===== EXTRACT TO READ =====
OIDC compatible Workload Identity Federation in Zuul

Warning

This is not authoritative documentation. These features are not currently available in Zuul. They may change significantly before final implementation, or may never be fully completed.

The following specification describes a way to enrich Zuul’s secrets engine with an OpenID Connect Identity Provider which will enable Zuul to provide an identity to a job which can be trusted by federated third party services.

Introduction

Currently Zuul has a powerful secrets mechanism which works by storing secrets encrypted along the job configuration in the repositories. This works well as long as there are only few secrets or they are valid for long periods of time.

However secrets management can become a challenge at scale. Best practice for the sake of security is to use dynamic secrets (see also OWASP on Automate Secrets Management ) In many companies this is enforced by governing departments for compliance. Doing so can be a lot of work when having a lot of different secrets.

For similar reasons more and more tools and services offer the possibility to setup a trust relationship with OIDC Identity Provider (OP) which can give specific entities an identity with specific properties. This can then be used to perform authorization decisions.

Examples for this mechanism are:

AWS EKS clusters have an OIDC issuer URL which can give their pods an identity which in turn can be enabled to perform specific tasks in the AWS API.
GitHub Actions use GitHub OIDC Identity Provider to retrieve an Identity Token which is unique to the job where it is generated in. This makes it possible to perform e.g. CI/CD tasks on third party services which support OIDC and trust the GitHub Identity Provider through OpenID Connect Federation.

OIDC workflow

Both work in the same way where the system which manages an entity (pods, jobs, etc.) generates an OIDC ID token which is signed by the OIDC IDP of the system and hands this token to this workload. If a third party system established a trust relationship with the OIDC IDP the workload then can take this ID token and perform an OIDC token exchange in order to get an access token which can be used to perform authenticated and authorized actions on the target service.
===== RAW DATA =====
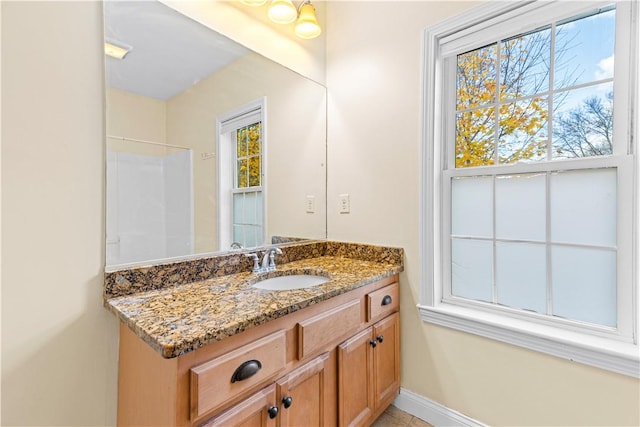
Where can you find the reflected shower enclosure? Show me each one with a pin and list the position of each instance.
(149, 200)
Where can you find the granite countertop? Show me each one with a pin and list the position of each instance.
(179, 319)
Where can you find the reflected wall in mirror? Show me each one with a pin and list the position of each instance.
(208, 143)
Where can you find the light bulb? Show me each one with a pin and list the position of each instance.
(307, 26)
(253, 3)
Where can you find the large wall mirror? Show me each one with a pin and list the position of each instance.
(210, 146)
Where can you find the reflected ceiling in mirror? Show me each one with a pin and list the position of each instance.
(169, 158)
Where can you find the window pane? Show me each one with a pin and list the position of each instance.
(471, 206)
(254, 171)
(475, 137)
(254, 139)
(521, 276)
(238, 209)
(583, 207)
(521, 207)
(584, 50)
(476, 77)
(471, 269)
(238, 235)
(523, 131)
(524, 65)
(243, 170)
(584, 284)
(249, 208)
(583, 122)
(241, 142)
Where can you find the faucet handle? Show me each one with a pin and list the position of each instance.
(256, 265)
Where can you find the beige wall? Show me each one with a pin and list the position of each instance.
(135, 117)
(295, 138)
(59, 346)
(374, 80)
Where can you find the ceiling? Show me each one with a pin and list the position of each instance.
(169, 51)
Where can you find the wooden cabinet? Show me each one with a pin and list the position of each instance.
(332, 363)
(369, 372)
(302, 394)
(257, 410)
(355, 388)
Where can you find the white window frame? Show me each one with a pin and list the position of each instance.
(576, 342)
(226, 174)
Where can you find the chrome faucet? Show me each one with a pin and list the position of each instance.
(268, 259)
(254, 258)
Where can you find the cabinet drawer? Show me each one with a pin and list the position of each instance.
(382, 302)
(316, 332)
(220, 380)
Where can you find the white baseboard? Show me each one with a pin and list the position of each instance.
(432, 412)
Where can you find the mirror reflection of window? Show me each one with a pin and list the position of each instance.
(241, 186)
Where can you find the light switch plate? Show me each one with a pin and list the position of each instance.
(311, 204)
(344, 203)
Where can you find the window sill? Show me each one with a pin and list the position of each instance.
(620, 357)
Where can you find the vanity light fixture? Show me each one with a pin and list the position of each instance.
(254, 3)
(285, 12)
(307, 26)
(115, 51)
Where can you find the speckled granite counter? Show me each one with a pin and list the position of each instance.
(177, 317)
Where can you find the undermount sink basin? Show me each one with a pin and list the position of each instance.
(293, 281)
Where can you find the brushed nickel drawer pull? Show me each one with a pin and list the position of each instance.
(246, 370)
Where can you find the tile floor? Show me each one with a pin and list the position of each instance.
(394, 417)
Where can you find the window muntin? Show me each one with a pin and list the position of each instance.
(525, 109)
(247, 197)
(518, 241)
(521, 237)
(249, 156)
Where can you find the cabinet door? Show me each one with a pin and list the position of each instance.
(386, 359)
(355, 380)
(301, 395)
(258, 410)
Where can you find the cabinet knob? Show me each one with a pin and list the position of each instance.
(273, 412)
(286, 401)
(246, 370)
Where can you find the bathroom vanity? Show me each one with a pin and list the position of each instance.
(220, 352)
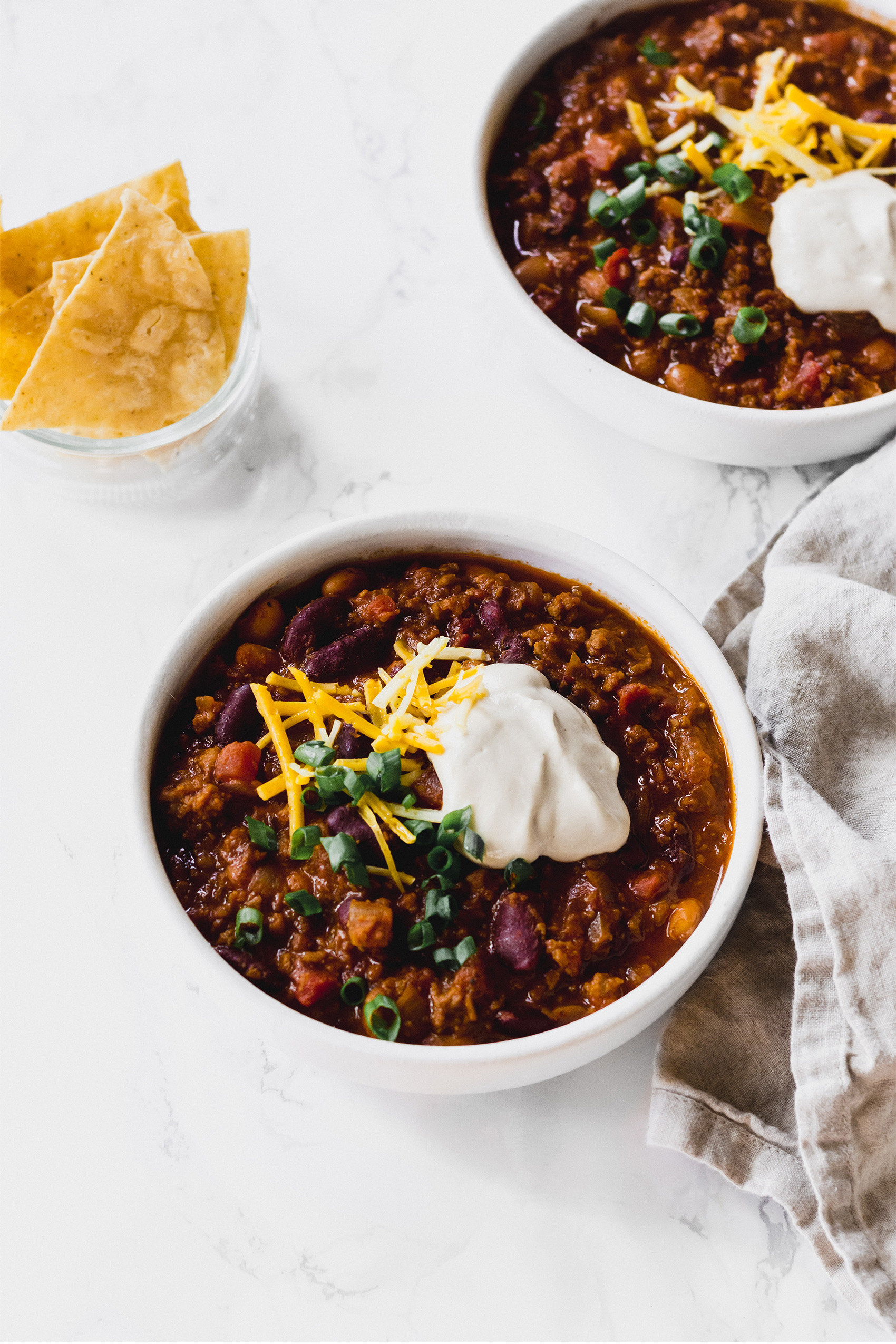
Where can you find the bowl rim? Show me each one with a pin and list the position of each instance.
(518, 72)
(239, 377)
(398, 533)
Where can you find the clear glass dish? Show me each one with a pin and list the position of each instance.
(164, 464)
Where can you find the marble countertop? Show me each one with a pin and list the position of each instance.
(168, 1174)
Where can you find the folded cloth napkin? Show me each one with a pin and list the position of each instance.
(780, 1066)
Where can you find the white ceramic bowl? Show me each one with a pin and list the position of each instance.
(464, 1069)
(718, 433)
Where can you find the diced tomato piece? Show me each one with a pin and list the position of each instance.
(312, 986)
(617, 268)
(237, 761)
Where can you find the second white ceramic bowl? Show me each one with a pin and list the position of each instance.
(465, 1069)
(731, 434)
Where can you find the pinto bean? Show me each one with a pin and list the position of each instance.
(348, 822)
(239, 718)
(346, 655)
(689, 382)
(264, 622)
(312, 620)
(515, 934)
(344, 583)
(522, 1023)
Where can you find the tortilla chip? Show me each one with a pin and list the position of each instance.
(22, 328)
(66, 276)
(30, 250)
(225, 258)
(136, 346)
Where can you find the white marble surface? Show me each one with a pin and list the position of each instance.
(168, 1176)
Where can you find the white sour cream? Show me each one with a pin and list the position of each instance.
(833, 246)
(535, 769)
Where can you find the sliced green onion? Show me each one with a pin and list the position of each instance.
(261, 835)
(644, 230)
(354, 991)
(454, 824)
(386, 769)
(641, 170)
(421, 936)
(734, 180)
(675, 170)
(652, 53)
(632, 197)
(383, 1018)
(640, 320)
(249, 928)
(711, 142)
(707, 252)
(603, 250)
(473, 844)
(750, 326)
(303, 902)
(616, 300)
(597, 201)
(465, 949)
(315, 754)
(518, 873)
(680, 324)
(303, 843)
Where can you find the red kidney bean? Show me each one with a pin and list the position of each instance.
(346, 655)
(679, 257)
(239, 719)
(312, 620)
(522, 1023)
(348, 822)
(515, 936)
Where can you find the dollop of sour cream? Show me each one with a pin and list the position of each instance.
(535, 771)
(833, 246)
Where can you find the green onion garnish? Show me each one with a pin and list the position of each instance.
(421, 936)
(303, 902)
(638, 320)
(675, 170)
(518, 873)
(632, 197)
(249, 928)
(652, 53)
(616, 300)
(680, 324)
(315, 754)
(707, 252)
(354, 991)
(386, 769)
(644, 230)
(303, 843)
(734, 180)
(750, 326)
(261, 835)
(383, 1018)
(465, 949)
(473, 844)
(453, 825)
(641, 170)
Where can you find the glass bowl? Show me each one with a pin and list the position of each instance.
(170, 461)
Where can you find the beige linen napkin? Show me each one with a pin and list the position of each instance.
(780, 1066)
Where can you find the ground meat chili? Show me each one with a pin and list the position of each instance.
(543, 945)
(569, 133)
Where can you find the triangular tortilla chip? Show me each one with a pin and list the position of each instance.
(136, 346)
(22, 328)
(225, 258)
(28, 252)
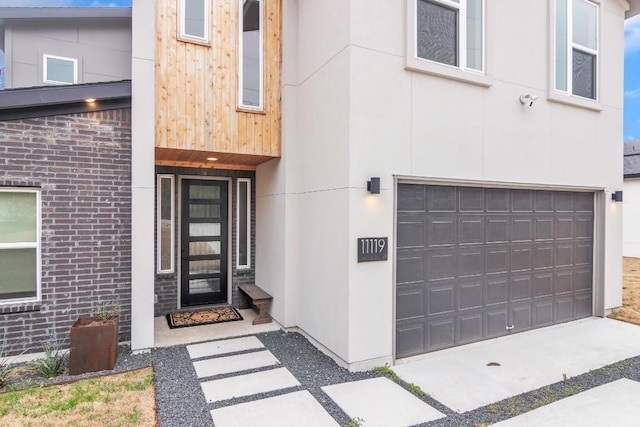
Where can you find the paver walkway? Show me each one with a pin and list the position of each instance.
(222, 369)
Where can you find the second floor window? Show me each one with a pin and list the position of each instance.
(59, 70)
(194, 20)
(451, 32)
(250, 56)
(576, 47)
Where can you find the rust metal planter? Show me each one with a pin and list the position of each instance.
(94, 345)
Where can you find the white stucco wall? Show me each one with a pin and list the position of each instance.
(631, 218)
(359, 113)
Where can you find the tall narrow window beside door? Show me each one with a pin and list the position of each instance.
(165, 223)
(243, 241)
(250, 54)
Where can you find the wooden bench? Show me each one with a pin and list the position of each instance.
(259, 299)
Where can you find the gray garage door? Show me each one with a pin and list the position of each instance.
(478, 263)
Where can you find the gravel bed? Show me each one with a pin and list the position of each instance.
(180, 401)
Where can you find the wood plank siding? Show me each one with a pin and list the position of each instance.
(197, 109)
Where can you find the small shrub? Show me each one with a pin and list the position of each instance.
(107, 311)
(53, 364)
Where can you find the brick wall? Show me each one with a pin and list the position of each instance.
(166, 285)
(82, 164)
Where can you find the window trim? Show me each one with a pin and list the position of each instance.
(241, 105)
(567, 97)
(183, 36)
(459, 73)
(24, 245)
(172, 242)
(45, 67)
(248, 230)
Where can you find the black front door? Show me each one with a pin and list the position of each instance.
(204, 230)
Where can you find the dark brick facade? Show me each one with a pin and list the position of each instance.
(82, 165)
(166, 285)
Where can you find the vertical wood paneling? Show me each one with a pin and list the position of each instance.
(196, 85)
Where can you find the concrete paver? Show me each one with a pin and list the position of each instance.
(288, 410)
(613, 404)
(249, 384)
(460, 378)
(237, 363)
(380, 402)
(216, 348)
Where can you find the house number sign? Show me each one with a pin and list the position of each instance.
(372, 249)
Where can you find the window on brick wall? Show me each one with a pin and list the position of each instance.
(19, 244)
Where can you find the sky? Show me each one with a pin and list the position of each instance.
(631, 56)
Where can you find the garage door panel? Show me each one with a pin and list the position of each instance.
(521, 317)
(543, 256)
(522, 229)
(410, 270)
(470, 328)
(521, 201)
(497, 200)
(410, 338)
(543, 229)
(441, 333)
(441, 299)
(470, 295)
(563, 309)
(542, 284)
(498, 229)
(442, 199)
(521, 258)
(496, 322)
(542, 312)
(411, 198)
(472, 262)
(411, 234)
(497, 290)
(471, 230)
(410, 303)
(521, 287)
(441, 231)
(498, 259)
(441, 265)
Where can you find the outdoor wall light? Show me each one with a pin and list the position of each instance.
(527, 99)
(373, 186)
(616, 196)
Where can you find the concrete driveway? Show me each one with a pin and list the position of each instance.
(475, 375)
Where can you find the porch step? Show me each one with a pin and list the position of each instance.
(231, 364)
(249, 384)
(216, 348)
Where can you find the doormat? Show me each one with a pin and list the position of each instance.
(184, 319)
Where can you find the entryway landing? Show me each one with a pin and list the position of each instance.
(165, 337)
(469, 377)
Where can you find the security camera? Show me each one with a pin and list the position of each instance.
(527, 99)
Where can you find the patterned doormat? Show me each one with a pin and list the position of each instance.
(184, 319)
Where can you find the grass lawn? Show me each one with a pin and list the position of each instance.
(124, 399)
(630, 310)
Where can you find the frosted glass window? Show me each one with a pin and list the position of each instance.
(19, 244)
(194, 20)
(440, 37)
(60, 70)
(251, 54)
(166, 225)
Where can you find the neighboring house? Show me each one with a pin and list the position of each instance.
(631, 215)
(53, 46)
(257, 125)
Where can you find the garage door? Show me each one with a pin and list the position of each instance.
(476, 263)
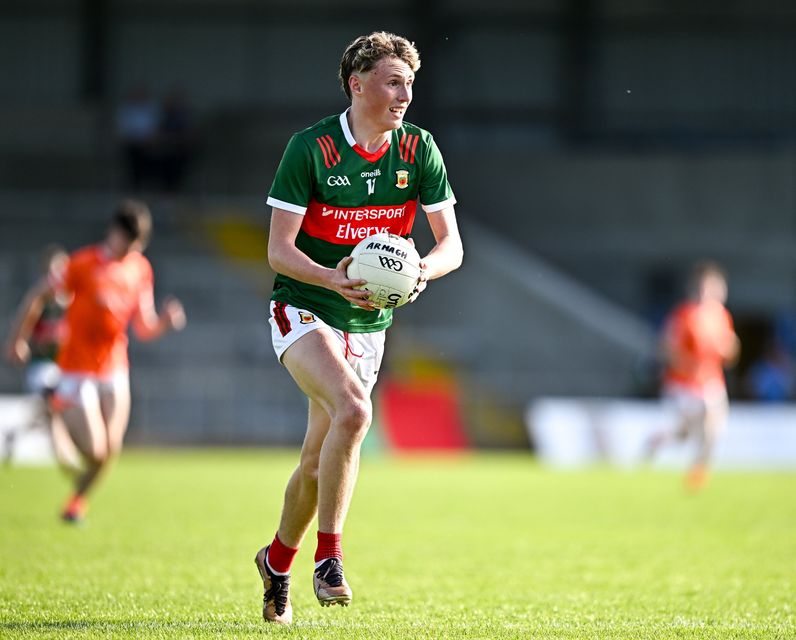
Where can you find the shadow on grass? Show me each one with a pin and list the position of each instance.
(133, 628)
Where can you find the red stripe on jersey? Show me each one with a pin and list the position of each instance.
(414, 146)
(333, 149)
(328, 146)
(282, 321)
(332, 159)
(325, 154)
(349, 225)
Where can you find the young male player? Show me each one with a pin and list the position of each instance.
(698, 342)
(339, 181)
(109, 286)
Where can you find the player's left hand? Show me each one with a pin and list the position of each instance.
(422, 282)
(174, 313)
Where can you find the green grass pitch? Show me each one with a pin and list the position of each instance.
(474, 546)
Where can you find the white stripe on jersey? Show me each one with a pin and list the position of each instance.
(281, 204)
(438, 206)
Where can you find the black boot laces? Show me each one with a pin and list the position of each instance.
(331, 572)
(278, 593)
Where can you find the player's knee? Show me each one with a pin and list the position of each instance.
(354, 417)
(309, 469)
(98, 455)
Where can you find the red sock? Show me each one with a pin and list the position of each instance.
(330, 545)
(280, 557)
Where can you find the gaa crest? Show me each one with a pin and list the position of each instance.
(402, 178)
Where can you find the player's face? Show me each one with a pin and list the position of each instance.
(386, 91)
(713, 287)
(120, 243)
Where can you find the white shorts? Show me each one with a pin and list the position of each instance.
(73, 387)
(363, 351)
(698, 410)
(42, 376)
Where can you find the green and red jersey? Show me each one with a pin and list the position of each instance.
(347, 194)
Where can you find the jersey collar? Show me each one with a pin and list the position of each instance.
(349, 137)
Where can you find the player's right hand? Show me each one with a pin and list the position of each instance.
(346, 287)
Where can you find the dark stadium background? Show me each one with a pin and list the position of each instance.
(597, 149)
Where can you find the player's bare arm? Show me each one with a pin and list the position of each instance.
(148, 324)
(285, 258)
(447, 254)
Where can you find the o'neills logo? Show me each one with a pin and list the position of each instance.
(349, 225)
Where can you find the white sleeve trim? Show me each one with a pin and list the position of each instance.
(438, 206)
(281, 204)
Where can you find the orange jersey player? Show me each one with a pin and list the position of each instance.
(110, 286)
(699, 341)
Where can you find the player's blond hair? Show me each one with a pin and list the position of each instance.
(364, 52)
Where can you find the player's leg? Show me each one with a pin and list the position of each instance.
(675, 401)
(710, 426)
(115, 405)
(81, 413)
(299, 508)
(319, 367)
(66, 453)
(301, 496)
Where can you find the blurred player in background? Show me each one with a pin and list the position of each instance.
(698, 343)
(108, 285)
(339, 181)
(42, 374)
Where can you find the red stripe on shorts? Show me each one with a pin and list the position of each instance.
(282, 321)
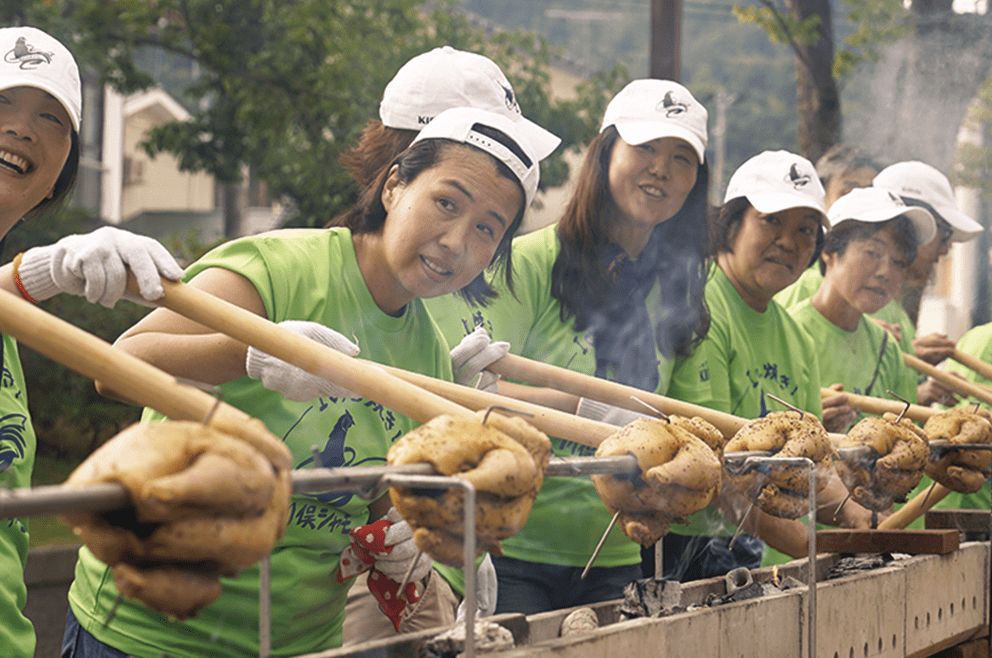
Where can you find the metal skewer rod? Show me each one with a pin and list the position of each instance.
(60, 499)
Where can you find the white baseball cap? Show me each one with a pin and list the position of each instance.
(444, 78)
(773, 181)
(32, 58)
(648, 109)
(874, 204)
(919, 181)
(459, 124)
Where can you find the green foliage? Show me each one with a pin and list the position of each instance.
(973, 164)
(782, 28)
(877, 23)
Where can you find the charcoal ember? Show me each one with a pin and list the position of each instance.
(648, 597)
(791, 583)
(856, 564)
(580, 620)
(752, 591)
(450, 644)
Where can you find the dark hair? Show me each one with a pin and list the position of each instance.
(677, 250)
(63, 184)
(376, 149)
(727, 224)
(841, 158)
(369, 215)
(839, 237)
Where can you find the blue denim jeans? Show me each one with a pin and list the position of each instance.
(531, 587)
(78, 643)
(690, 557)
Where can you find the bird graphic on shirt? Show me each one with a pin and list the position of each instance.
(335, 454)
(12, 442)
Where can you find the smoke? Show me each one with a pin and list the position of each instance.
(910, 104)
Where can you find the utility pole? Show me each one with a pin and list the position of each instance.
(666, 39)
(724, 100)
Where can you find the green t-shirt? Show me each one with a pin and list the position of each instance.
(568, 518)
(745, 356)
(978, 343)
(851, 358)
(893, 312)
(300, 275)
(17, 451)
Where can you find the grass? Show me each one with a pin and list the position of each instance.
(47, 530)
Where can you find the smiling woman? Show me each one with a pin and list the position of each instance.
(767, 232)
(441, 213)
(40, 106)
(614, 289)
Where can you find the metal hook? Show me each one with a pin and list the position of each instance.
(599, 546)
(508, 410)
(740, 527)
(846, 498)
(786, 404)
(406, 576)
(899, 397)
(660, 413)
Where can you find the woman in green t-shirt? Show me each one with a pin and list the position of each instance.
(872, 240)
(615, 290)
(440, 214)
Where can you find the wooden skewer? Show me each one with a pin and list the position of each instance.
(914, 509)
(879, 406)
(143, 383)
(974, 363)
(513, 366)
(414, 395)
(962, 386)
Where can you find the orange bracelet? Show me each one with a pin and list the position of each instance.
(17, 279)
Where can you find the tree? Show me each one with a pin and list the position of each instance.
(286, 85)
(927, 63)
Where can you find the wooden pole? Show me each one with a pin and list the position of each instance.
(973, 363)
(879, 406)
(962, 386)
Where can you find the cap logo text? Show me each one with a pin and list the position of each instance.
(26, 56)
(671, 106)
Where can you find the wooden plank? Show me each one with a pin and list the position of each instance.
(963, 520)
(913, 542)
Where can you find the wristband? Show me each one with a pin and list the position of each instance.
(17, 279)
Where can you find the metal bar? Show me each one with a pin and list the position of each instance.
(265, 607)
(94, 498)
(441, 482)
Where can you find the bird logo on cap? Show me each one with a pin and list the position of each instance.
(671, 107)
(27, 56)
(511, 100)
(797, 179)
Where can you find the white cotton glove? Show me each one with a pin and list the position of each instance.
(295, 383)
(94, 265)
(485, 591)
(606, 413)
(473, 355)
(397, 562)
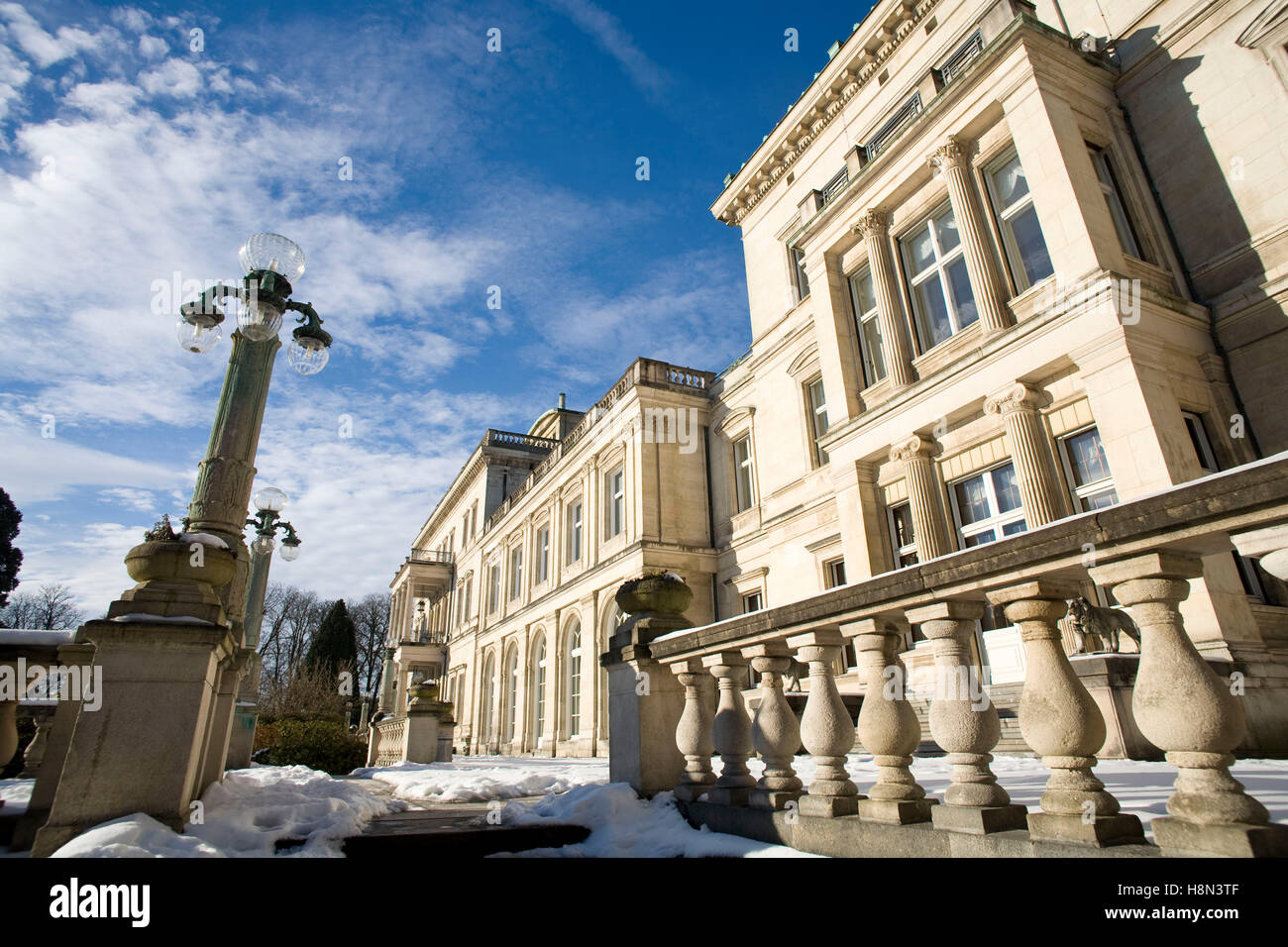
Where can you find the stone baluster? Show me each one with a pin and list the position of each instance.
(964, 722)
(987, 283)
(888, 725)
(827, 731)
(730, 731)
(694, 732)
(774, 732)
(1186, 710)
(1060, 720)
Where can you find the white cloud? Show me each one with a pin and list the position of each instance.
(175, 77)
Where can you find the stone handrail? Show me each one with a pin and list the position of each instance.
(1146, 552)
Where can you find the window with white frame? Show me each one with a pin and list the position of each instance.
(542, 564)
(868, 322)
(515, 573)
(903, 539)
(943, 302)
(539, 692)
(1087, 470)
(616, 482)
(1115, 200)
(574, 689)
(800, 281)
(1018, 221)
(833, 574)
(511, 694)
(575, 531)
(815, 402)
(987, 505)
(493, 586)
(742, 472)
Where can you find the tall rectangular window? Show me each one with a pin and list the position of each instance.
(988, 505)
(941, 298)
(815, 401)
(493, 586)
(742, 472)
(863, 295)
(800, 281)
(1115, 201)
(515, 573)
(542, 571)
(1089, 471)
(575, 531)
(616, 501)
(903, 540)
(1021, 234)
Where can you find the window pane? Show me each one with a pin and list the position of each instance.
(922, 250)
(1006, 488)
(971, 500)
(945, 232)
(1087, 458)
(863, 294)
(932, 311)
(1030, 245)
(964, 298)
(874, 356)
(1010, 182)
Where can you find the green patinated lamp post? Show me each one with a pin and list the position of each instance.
=====
■ TO BE DONE ■
Please continue the text on workload identity federation in Zuul from its last sentence. The listing has no connection to the Zuul workload identity text.

■ EXERCISE RESPONSE ■
ID tokens are JSON Web Tokens (JWT) where it’s JSON payload is signed by the private signing keys if the OIDC issuer. The payload of an ID token is a simple JSON dict where the keys are called claims. A minimal JWT token contains the following claims:

iss: Identifier of the issuer, usually the root URL of the endpoints it serves
sub: Subject identifier (e.g. user name, unique identifier of a workload, …)
aud: Identifier of the target service
exp: Expiration timestamp of the ID token
iat: Issue timestamp of the ID token

{
   "exp": 1631700395,
   "iat": 1631696795,
   "idp": "default",
   "iss": "https://oidc.example.org",
   "sub": "example-subject",
   "some": "thing",
   "also-lists": [
      "are",
      "possible"
   ]
}

When a third party service needs to validate such an ID token it first queries the .well-known/openid-configuration endpoint of the OIDC issuer.

This endpoint returns a JSON document which can have many details but for just the OIDC issuer use case needed here this is what’s required in there:

{
  "issuer": "https://zuul.example.org",
  "jwks_uri": "https://zuul.example.org/jwks/keys",
  "claims_supported": [
    "aud",
    "iat",
    "iss",
    "name",
    "sub",
    "custom"
  ],
  "response_types_supported": [
    "id_token"
  ],
  "id_token_signing_alg_values_supported": [
    "RS256"
  ],
  "subject_types_supported": [
    "public"
  ]
}

The second endpoint required is the jwks_uri which publishes the public keys of the signing keys as a JSON Web Key Store which the third party service can download and use to validate the ID token. This will be a small set of keys for the system overall as there is no need for per tenant keys. This document contains a list of keys which are referred as kid in the JWT header part:

{
  "keys": [
    {
      "kty": "RSA",
      "use": "sig",
      "kid": "key-2024-03-13",
      "alg": "RS256",
      "n": "0PFnE176zgqtm56ZNjv(...)VJ4Gk4m9Cf38Ios",
      "e": "AQAB"
    }
  ]
}

Job Configuration

Since this ID tokens need to be kept secret as well we can use Zuul’s standard secrets handling mechanisms.

We could add an attribute oidc to the secret snippet and make data and oidc mutually exclusive.

Unlike secrets preparation the ID token will be generated for each individual Ansible playbook just before starting it. This is required such that the required TTL can be minimized and is more predictable by the job authors as they potentially cannot judge how long the token needs to be valid until it is really required.

- secret:
    name: aws-oidc
    oidc:
      # TTL of the ID token in seconds (used to calculate exp claim)
      # Max TTL should be configurable in the tenant config.
      ttl: 300
      # Optionally specify the signing algorithm if the default is
      # not suitable.
      algorithm: RS256
      # Claims to put into ID token
      claims:
        # Audience (required, depending on the intended use of the token)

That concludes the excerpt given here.